# WHAT THIS TASK INVOLVES:
Could you reproduce, unchanged, the lines of the data running from its first line through the line that contains "[[263, 217]]", including both of those lines?

Records from a collection:
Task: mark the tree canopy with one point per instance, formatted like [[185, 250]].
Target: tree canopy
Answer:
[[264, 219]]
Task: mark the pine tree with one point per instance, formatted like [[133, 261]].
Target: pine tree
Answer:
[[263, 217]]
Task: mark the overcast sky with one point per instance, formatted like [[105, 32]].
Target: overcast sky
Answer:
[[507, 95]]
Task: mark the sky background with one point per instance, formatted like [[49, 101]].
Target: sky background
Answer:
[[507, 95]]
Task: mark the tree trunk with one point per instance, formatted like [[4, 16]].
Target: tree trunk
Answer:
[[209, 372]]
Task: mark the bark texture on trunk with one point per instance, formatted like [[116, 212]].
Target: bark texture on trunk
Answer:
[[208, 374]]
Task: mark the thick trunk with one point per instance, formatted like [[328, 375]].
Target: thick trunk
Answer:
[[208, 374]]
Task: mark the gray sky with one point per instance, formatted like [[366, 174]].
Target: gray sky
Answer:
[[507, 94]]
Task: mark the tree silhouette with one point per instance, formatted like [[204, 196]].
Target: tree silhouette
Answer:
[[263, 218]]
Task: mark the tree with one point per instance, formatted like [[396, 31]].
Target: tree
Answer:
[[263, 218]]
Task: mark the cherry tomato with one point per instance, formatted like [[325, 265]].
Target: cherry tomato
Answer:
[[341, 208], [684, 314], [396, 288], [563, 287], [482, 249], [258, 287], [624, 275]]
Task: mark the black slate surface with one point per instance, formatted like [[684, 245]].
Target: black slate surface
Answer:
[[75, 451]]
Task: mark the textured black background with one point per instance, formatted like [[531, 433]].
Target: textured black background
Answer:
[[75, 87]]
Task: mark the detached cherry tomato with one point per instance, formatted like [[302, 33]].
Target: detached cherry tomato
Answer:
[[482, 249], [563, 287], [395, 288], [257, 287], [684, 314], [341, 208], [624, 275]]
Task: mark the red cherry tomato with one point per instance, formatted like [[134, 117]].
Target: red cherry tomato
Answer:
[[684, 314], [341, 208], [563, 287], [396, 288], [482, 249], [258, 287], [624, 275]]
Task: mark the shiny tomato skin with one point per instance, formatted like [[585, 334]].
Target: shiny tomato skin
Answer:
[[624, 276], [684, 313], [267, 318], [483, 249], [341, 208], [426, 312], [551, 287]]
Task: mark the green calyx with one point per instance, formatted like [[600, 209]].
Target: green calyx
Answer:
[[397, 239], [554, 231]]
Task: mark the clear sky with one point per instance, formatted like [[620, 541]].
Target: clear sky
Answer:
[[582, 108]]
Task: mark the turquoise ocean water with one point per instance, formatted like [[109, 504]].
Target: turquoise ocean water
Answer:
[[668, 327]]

# WRITTEN ANSWER:
Task: mark the tree canopy with one point per instance, formatted like [[185, 250]].
Target: tree canopy
Answer:
[[264, 219]]
Task: mark the pine tree with one point per instance, formatted like [[133, 261]].
Target: pine tree
Answer:
[[263, 217]]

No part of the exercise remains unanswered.